## SOURCE DOCUMENT
***

TROY, NY – Albany Mayor Kathy Sheehan, Troy Mayor Patrick Madden, and Schenectady Mayor Gary McCarthy today announced that Albany, Schenectady, and Troy have joined forces to coordinate their filings of lawsuits against Ocwen Financial Corporation and its subsidiary, PHH Mortgage.
Utilizing New York State’s Zombie Law, the three cities today filed a total of 18 lawsuits, covering 18 properties with 502 NYS building code violations. With this coordinated action, all three Cities are sending a strong message to mortgage servicers across the State that they must properly maintain properties upon which they are foreclosing, and bring foreclosure actions to a timely completion. Ocwen Financial Corporation and PHH Mortgage are among the Capital Region’s largest mortgage servicers of Zombie properties.
A Zombie Property is a vacant property facing mortgage foreclosure where the bank or lender has not yet finished the foreclosure action. These properties are left in legal limbo, with the owner led to believe by the financial institution that the owner has lost the property and the financial institution refusing to undertake responsibility for maintaining it. Zombie properties will fall into disrepair, forcing municipalities like Albany, Schenectady, and Troy to undertake expensive remediation and enforcement efforts to address the disrepair.

***

## DATA LINES
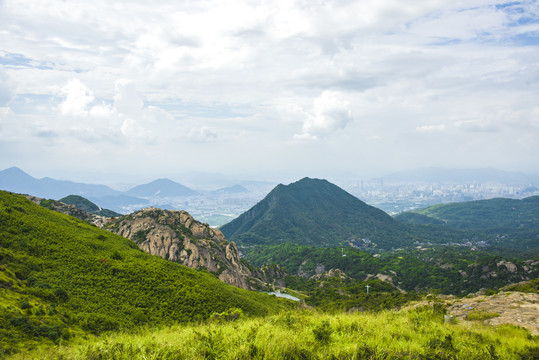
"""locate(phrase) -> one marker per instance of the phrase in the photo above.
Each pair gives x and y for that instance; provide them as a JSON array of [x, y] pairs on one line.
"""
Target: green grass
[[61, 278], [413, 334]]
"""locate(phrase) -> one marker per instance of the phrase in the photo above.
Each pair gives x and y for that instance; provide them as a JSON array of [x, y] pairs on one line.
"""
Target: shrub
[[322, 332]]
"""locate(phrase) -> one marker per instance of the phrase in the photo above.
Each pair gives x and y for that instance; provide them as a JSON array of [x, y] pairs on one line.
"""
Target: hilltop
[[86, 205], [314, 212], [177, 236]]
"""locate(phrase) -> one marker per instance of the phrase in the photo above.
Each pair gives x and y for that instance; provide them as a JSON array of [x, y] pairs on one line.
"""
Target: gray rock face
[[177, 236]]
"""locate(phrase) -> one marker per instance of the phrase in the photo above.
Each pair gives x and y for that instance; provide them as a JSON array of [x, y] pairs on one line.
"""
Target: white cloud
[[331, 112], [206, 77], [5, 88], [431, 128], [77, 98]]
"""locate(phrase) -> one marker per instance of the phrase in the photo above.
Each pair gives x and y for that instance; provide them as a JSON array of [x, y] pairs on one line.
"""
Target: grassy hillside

***

## REQUIRED WORK
(a) Using the zombie-property text, explain in one to three sentences why such properties end up costing cities like Albany, Schenectady, and Troy money.
(b) Please write the next part of the zombie-property text, picking up after its final sentence.

## THE ANSWERS
(a) A zombie property sits in legal limbo. The owner has been led to believe the property is lost, while the bank or lender refuses to take responsibility for maintaining it. Left uncared for, these properties fall into disrepair, which forces the municipalities to undertake expensive remediation and enforcement efforts.

(b)
New York State’s Zombie Property Law imposes a duty to inspect, secure and maintain vacant and abandoned properties on mortgagees or their servicing agents. The Zombie Law also gives municipalities the ability to sue mortgage servicers for $500 per code violation per day the code violation exists. Under this coordinated effort, the lawsuits brought forth by Albany, Schenectady, & Troy could award upwards of $251,000 per day the violations remain to the three cities combined. Today’s filings are an unprecedented action by Capital Region municipalities in enforcing the New York State Zombie Law.
Mayor Sheehan said, “My administration has worked tirelessly in the fight against blight and this is yet another example of our commitment to revitalizing our communities. We are thrilled to have worked hand-in-hand with our partners in Schenectady & Troy to continue this transformative work. Thank you to New York State Attorney General Letitia James, who provided us with the necessary resources in the Zombies 2.0 program and the Cities RISE grant to pursue such an unprecedented action, and our Cities RISE team for their commitment to reducing the number of zombie properties in the City of Albany.”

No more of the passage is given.